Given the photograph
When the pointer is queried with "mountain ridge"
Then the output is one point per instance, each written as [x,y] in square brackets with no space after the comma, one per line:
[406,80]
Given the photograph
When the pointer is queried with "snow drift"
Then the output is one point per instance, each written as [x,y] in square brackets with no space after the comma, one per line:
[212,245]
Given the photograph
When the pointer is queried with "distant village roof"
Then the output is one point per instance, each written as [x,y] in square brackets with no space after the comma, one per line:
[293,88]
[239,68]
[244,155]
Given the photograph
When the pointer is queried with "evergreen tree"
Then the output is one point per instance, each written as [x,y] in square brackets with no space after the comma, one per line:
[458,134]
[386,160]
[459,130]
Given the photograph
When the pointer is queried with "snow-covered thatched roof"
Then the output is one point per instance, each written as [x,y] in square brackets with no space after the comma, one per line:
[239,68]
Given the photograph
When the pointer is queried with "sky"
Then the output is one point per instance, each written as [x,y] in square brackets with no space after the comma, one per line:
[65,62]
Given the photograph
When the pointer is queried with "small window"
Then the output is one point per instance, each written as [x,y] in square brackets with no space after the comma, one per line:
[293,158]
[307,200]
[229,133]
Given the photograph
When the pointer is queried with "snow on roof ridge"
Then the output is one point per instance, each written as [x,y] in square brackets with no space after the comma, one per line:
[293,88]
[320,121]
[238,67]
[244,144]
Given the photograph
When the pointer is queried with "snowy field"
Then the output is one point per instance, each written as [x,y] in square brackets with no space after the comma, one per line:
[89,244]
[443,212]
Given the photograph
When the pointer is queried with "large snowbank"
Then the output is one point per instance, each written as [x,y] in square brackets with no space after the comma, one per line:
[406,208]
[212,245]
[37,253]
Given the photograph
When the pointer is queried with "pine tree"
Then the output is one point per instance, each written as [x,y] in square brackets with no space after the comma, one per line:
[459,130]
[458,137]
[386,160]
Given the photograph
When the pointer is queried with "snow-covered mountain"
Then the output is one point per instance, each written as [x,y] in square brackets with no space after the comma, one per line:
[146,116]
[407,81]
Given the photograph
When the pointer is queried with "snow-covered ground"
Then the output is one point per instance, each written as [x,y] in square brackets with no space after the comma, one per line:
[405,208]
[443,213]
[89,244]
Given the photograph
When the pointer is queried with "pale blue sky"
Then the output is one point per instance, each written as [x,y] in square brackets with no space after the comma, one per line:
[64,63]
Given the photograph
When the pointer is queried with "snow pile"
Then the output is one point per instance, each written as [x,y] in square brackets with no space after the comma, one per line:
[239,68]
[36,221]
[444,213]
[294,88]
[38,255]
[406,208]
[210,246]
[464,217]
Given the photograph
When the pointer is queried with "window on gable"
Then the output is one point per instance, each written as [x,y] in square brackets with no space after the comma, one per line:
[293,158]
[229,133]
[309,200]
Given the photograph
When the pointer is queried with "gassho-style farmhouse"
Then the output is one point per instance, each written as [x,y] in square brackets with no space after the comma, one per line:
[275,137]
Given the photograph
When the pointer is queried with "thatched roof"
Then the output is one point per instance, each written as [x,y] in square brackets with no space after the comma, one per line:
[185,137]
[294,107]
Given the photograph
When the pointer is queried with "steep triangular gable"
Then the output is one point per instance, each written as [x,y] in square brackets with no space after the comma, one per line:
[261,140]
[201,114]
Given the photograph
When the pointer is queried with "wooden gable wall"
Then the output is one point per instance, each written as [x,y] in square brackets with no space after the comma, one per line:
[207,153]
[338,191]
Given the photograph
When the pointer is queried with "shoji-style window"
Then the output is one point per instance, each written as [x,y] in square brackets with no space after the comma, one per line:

----

Return from the data every line that holds "thatched".

When the pointer is queried with "snow-covered thatched roof"
When the pointer is queried with "thatched roof"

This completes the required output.